DIRECTION
Rewrite the records as a numbered list, omitting any blank lines. Begin at the line containing "out the drawer", end after the line containing "x=138, y=334", and include nothing outside that span.

* begin DATASET EXCERPTS *

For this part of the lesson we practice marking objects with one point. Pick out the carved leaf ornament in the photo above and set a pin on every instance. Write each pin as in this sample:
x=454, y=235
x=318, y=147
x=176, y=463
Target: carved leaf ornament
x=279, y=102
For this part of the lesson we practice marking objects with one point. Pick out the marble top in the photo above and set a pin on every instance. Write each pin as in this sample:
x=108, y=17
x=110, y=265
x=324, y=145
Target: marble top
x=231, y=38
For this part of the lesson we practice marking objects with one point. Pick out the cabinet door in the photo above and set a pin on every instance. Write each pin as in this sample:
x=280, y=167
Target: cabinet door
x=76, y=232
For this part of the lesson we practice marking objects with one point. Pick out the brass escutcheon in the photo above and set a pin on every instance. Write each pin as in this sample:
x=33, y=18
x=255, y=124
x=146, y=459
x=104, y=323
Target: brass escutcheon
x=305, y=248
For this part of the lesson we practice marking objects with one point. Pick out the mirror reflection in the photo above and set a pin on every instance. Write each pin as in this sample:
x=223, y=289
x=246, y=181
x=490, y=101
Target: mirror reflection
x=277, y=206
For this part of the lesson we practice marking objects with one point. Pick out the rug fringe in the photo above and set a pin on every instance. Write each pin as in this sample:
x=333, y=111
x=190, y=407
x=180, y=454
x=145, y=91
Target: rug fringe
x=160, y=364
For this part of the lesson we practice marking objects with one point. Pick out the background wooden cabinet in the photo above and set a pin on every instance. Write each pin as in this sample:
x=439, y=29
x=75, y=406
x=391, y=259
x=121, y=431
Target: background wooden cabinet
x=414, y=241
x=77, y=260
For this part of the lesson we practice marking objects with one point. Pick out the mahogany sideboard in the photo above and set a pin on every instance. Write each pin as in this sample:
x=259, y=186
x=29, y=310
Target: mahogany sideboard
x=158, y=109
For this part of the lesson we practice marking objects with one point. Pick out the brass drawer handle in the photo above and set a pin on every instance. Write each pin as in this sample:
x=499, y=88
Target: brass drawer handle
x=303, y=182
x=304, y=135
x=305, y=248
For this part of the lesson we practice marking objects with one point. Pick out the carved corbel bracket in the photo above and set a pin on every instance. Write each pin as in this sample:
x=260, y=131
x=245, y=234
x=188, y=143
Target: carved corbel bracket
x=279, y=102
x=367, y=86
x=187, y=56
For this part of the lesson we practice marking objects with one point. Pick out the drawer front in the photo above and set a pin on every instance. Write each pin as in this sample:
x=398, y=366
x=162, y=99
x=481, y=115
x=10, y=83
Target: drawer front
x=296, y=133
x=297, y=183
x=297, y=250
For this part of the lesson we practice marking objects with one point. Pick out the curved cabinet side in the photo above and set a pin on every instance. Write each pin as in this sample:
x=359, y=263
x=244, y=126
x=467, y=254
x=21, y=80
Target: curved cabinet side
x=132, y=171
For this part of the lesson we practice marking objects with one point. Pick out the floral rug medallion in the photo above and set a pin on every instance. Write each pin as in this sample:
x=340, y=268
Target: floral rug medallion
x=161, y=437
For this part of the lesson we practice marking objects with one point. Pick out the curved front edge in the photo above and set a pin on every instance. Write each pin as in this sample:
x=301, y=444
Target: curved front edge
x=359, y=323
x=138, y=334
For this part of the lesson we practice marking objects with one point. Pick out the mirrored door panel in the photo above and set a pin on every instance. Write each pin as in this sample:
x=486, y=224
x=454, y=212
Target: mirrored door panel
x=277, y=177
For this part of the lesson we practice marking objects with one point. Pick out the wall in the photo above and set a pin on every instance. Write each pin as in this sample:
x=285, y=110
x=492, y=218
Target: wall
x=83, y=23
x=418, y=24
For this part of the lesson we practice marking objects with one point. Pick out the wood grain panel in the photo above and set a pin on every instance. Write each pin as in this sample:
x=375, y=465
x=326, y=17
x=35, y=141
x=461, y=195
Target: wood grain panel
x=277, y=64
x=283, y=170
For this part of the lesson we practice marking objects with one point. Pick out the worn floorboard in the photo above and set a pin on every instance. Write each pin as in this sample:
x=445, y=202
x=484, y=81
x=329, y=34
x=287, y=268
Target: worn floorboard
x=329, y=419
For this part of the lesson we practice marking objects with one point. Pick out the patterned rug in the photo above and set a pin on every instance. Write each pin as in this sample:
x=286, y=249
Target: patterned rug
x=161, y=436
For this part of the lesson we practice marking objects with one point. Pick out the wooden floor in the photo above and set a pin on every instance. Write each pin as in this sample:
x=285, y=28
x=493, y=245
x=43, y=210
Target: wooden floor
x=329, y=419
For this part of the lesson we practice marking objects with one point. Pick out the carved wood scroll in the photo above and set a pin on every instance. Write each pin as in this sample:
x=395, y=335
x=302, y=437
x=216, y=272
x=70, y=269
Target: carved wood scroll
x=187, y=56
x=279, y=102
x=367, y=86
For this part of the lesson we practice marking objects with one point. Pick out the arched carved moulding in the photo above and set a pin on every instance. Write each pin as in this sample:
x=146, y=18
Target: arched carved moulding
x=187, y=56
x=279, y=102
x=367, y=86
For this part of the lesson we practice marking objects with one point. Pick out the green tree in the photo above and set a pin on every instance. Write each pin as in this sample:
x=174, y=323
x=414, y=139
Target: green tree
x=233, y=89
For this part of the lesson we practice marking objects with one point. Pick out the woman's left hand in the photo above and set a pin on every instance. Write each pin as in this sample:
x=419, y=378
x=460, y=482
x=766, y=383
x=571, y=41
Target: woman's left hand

* end DATASET EXCERPTS *

COMPLETE ANSWER
1. For this part of the lesson we practice marking objects with one point. Pick out the drawer front in the photo above and set a pin on every instance. Write each pin as in this sample:
2. x=398, y=366
3. x=162, y=99
4. x=481, y=115
5. x=10, y=83
6. Target: drawer front
7. x=296, y=133
8. x=297, y=183
9. x=297, y=250
10. For this part of the lesson we practice marking objects with one point. Pick out the curved cabinet side in the photo above and set a pin on every instance. Write each pin as in this sample:
11. x=359, y=263
12. x=244, y=126
13. x=467, y=254
14. x=21, y=80
15. Target: curved cabinet side
16. x=132, y=171
17. For this part of the lesson we practice marking objects with one point. Pick out the floral rug medallion in the photo above and set a pin on every instance. Write each pin as in this sample:
18. x=340, y=268
19. Target: floral rug medallion
20. x=161, y=437
21. For this part of the lesson we practice marking objects with one point. Pick out the curved front edge in the photo above and set a pin on every instance. Write each pin as in this sample:
22. x=301, y=444
23. Target: curved front edge
24. x=359, y=323
25. x=138, y=334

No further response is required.